WHAT TO WORK ON: In the rows below, change every "light blue backdrop" to "pale blue backdrop" and leave everything else as it is.

PROVIDED ENTRIES:
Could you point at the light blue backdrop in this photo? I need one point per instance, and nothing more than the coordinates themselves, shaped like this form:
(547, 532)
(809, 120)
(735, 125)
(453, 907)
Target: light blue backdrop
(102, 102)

TASK SOLUTION:
Could you point at the pale blue backdrop in this photo? I need one point per instance, and nothing more than the coordinates themselves, shaped like this form:
(547, 532)
(809, 120)
(735, 125)
(453, 907)
Target: pale blue backdrop
(102, 102)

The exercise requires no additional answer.